Extract provided:
--------------------------------------------------
If you blink, you might miss Lent.
Or, at least, you might miss the two-sentence story in Mark’s gospel that teaches us about the event in Jesus’ life that we refer to to establish our own practice of Lent,
our own season of forty days for “wilderness” and prayer, in preparation for Easter.
Mark, who tells all his Jesus stories economically and “immediately”, doesn’t make a whole episode of the story of Jesus in the wilderness. He packs in a few telling details – wild beasts, Satan, and angels – and moves right along. The few details Mark chooses are theologically rich: there’s a direct and personal encounter with the forces of resistance to God, personified as Satan,
and the companionship with the wild beasts and ministering angels are signs of Jesus’ closeness to God – in relationship, and in his own being.
But there’s not enough of it to satisfy our “story” instincts, so the lectionary folks, who choose what scripture we hear each week, have to give us two other episodes of Major Jesus Events (his baptism and acclamation by God, and the start of his public ministry) in order to make what we need to hear today fit our usual sense of story.
As a result, this morning it sounds almost like Jesus’ epic forty day wilderness retreat happens not far and separated from everything else, but in right in the middle of all the busyness and events of life.
--------------------------------------------------
Segmentation labeling records:
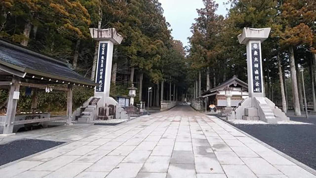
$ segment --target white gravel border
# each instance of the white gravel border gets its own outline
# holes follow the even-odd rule
[[[292,125],[313,124],[313,123],[306,123],[293,121],[278,121],[277,124],[269,124],[262,121],[248,121],[241,119],[232,119],[227,120],[227,121],[234,124],[245,124],[247,125],[255,125],[258,124],[289,124]]]

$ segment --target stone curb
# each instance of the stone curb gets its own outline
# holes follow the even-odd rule
[[[233,127],[235,129],[237,130],[238,130],[238,131],[240,132],[241,133],[242,133],[244,134],[245,134],[246,135],[247,135],[249,137],[257,141],[258,143],[261,144],[261,145],[265,146],[267,148],[272,150],[272,151],[273,151],[274,152],[276,152],[277,154],[283,156],[283,157],[287,159],[289,161],[291,161],[292,162],[293,162],[295,164],[297,165],[298,166],[304,169],[307,171],[308,172],[313,174],[314,175],[316,176],[316,170],[314,169],[313,168],[309,167],[308,166],[302,163],[301,163],[301,162],[299,161],[297,161],[296,159],[295,159],[292,158],[290,156],[283,153],[282,152],[280,151],[279,150],[276,148],[275,148],[273,147],[272,147],[272,146],[270,146],[270,145],[269,145],[268,144],[267,144],[266,143],[256,138],[256,137],[254,137],[252,136],[252,135],[251,135],[249,134],[248,134],[243,131],[242,130],[241,130],[240,129],[239,129],[238,128],[237,128],[237,127],[235,127],[233,125],[232,125],[232,124],[231,123],[229,122],[229,121],[227,121],[221,118],[217,118],[217,117],[215,117],[224,121],[226,123],[226,124],[229,124],[230,126]]]

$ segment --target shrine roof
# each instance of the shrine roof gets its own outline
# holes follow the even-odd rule
[[[223,90],[225,88],[228,86],[233,87],[241,87],[245,89],[248,89],[248,84],[247,83],[238,79],[235,76],[234,76],[216,87],[204,92],[200,96],[203,97],[205,95],[209,95],[211,94],[217,92],[219,91]]]
[[[67,61],[58,59],[1,39],[0,69],[23,78],[26,75],[30,75],[41,76],[46,79],[59,80],[87,85],[97,85],[73,70]]]

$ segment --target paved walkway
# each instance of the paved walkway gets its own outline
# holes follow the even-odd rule
[[[316,177],[188,106],[115,126],[62,126],[2,141],[23,136],[71,142],[4,166],[1,177]]]

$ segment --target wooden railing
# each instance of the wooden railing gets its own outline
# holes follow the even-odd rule
[[[37,122],[49,122],[58,120],[66,120],[68,118],[67,116],[61,117],[55,117],[53,118],[42,118],[40,119],[28,119],[27,120],[22,120],[21,121],[15,121],[13,123],[14,125],[20,125],[21,124],[26,124]]]
[[[169,110],[177,105],[177,102],[175,101],[161,100],[160,103],[161,107],[160,111],[162,111]]]

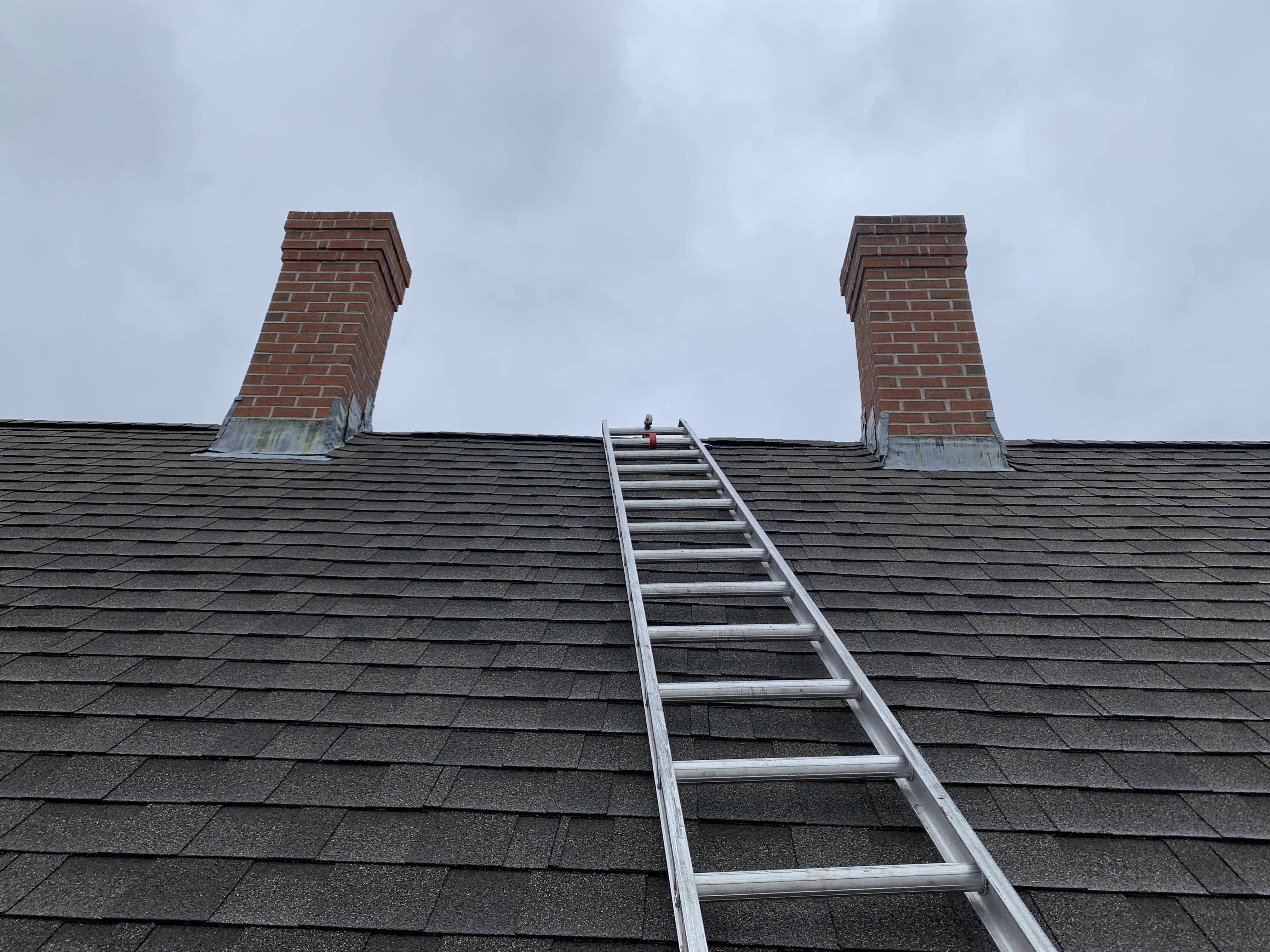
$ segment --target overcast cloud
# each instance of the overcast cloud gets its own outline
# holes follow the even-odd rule
[[[1270,5],[5,3],[0,416],[220,421],[396,213],[381,430],[859,439],[855,215],[960,213],[1008,438],[1270,439]]]

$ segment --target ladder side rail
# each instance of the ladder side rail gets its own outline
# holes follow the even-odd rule
[[[660,807],[658,812],[662,820],[662,843],[665,848],[665,867],[671,878],[671,901],[674,909],[679,949],[681,952],[709,952],[705,924],[701,920],[701,902],[697,897],[697,881],[692,872],[692,856],[688,850],[688,833],[683,823],[683,806],[679,802],[679,787],[674,779],[671,737],[665,726],[665,712],[662,708],[662,694],[658,689],[653,642],[648,633],[644,598],[640,594],[635,547],[626,524],[621,480],[617,476],[617,461],[613,457],[608,420],[603,420],[601,426],[605,439],[605,462],[608,466],[608,481],[612,486],[613,508],[617,517],[618,546],[622,553],[622,572],[626,578],[631,627],[635,631],[635,659],[639,668],[640,693],[644,696],[644,720],[648,724],[653,781],[657,786],[658,806]]]
[[[696,434],[687,420],[679,420],[688,438],[697,447],[701,458],[710,466],[714,477],[723,485],[735,503],[734,512],[740,520],[749,524],[751,545],[766,548],[771,560],[768,572],[773,580],[785,581],[791,589],[791,595],[786,598],[794,617],[799,622],[814,623],[820,632],[820,638],[813,645],[826,668],[836,678],[850,678],[860,688],[860,696],[848,701],[856,713],[861,726],[869,734],[880,754],[900,754],[908,759],[913,768],[913,779],[897,779],[904,797],[913,807],[918,820],[926,828],[931,839],[939,848],[940,854],[949,862],[974,862],[984,875],[987,882],[986,892],[968,892],[966,897],[974,908],[984,927],[992,934],[998,948],[1005,952],[1057,952],[1054,944],[1036,923],[1031,910],[1024,905],[1013,885],[997,866],[987,847],[974,831],[974,828],[961,815],[961,811],[952,802],[952,798],[944,790],[939,777],[926,763],[917,745],[909,739],[907,731],[900,726],[895,715],[881,699],[869,677],[860,668],[846,645],[838,637],[833,626],[820,612],[789,564],[777,551],[763,527],[749,512],[740,494],[737,493],[732,480],[724,473],[714,456],[706,449],[704,440]]]

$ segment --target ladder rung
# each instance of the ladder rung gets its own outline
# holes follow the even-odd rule
[[[676,760],[679,783],[757,781],[841,781],[911,777],[908,760],[889,754],[861,757],[757,757],[729,760]]]
[[[665,703],[692,701],[777,701],[781,698],[851,698],[860,688],[848,678],[806,680],[702,680],[667,682],[658,685]]]
[[[676,437],[682,437],[685,433],[687,433],[687,430],[685,430],[682,426],[654,426],[652,432],[655,433],[659,438],[667,434],[674,434]],[[643,426],[608,428],[610,437],[644,437],[648,435],[648,433],[649,430],[644,429]]]
[[[667,437],[665,439],[658,439],[657,444],[662,446],[665,443],[668,447],[691,447],[692,440],[687,437]],[[646,447],[648,437],[627,437],[626,439],[615,439],[615,447]]]
[[[719,480],[622,480],[618,484],[627,489],[682,489],[691,493],[695,489],[720,489]]]
[[[696,449],[615,449],[613,457],[626,459],[700,459]]]
[[[767,559],[762,548],[641,548],[636,562],[739,562]]]
[[[679,595],[787,595],[784,581],[668,581],[640,585],[644,598],[677,598]]]
[[[705,463],[660,463],[653,466],[618,466],[617,472],[710,472]]]
[[[983,873],[974,863],[756,869],[697,873],[695,878],[697,896],[702,900],[872,896],[886,892],[982,892],[984,889]]]
[[[814,625],[655,625],[650,641],[819,641]]]
[[[626,499],[627,509],[732,509],[730,499]]]
[[[749,523],[732,519],[716,519],[715,522],[629,522],[626,528],[632,536],[641,533],[696,533],[696,532],[749,532]]]

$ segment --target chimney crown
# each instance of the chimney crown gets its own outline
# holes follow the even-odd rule
[[[370,430],[409,283],[391,212],[291,212],[260,339],[211,451],[321,456]]]
[[[960,215],[856,216],[839,288],[862,439],[888,468],[1005,470],[965,282]]]

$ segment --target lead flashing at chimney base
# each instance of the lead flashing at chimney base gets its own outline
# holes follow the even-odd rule
[[[860,430],[888,470],[1008,470],[965,282],[960,215],[856,216],[839,287]]]
[[[391,212],[291,212],[260,339],[208,452],[320,459],[370,432],[409,283]]]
--------------------------------------------------
Do this: Print the part of the Lent sermon between the words "Or, at least, you" and "his own being.", inclusive. These records are separate material from the Lent sermon.

Response for this exercise:
Or, at least, you might miss the two-sentence story in Mark’s gospel that teaches us about the event in Jesus’ life that we refer to to establish our own practice of Lent,
our own season of forty days for “wilderness” and prayer, in preparation for Easter.
Mark, who tells all his Jesus stories economically and “immediately”, doesn’t make a whole episode of the story of Jesus in the wilderness. He packs in a few telling details – wild beasts, Satan, and angels – and moves right along. The few details Mark chooses are theologically rich: there’s a direct and personal encounter with the forces of resistance to God, personified as Satan,
and the companionship with the wild beasts and ministering angels are signs of Jesus’ closeness to God – in relationship, and in his own being.